● **Records shown**
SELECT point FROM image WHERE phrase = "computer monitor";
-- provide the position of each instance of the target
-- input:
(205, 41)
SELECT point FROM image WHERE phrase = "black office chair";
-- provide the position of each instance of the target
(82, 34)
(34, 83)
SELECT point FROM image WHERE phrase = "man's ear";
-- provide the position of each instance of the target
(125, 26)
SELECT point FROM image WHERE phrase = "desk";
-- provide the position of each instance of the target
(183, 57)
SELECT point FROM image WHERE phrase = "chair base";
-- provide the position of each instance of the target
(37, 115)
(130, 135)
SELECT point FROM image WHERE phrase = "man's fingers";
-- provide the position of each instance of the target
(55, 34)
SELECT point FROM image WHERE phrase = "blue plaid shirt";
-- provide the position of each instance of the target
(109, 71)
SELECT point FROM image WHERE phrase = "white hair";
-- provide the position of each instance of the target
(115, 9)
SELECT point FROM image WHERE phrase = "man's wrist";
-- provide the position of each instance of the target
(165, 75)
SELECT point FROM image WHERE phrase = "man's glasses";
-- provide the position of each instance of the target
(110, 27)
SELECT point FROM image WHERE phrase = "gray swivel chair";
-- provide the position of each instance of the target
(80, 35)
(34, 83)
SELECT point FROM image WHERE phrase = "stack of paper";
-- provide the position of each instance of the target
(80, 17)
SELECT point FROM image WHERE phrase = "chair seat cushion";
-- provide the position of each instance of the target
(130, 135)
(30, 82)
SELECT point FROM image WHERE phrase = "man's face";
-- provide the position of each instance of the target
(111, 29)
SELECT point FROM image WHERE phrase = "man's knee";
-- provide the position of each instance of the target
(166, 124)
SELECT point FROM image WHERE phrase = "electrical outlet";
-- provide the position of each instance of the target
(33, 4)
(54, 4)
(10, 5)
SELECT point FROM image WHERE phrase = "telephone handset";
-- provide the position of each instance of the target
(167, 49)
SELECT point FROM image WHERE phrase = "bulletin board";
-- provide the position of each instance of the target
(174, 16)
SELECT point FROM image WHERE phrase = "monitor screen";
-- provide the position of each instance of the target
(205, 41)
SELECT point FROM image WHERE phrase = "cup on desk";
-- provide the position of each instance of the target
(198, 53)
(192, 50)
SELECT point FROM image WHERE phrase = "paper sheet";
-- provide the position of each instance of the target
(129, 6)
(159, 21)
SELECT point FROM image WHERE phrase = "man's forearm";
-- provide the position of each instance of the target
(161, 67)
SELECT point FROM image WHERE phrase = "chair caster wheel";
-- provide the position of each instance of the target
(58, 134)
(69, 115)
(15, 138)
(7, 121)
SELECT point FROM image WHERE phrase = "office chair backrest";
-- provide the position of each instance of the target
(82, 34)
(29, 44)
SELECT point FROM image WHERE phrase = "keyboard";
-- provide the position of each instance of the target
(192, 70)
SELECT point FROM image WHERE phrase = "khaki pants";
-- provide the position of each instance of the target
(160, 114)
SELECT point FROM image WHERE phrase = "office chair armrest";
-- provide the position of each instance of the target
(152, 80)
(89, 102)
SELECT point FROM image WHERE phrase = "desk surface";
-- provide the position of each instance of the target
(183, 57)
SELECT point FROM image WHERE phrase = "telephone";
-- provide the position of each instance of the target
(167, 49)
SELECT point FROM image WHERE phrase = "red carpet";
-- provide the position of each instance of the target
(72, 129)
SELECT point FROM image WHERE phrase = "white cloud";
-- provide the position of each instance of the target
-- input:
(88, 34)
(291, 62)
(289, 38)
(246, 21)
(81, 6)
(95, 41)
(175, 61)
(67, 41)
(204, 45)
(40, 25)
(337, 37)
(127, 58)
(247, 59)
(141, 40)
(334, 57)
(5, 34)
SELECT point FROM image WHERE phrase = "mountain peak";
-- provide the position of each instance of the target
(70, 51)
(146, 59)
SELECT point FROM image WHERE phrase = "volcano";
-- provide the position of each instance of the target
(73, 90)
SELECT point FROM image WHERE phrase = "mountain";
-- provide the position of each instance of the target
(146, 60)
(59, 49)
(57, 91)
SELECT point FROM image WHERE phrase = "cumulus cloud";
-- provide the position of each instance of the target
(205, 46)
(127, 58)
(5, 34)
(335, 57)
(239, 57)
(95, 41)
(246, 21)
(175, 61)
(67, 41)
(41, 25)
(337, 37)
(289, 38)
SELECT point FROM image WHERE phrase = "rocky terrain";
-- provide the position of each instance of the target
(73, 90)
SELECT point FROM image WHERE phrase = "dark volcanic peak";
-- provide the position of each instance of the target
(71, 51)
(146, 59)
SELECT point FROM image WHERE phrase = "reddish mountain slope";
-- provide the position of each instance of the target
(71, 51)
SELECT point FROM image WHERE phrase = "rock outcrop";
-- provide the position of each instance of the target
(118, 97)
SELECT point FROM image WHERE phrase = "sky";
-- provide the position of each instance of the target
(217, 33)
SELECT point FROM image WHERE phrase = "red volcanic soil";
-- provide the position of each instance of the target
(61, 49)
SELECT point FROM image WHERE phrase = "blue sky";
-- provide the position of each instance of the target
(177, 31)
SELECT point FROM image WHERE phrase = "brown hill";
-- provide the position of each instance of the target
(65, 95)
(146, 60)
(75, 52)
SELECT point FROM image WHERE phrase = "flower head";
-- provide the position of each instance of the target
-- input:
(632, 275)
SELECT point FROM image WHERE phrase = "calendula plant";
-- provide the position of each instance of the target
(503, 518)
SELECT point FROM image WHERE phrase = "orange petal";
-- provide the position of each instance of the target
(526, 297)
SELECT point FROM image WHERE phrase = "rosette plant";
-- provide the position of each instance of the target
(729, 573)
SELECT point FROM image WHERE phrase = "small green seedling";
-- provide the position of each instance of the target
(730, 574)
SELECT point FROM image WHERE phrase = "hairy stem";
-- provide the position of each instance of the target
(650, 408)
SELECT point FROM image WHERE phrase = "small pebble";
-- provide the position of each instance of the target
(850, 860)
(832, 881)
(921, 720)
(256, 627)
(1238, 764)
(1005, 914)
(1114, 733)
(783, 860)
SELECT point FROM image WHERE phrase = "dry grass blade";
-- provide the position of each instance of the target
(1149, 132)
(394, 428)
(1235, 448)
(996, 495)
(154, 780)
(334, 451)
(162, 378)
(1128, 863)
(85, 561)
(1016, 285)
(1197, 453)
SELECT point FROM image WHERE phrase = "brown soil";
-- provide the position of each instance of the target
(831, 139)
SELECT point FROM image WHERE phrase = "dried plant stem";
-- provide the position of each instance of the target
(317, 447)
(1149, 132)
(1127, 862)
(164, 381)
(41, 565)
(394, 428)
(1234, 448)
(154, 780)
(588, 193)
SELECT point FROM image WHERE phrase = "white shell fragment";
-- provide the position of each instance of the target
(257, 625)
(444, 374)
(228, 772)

● **Task directions**
Pick out every line in the records above that contains the word "mountain", matching case exactly.

● **The completed task**
SELECT point FROM image WHERE phrase = "mountain peak";
SELECT point FROM image WHERE phrase = "mountain";
SELECT point FROM image WHERE phrase = "reddish mountain slope";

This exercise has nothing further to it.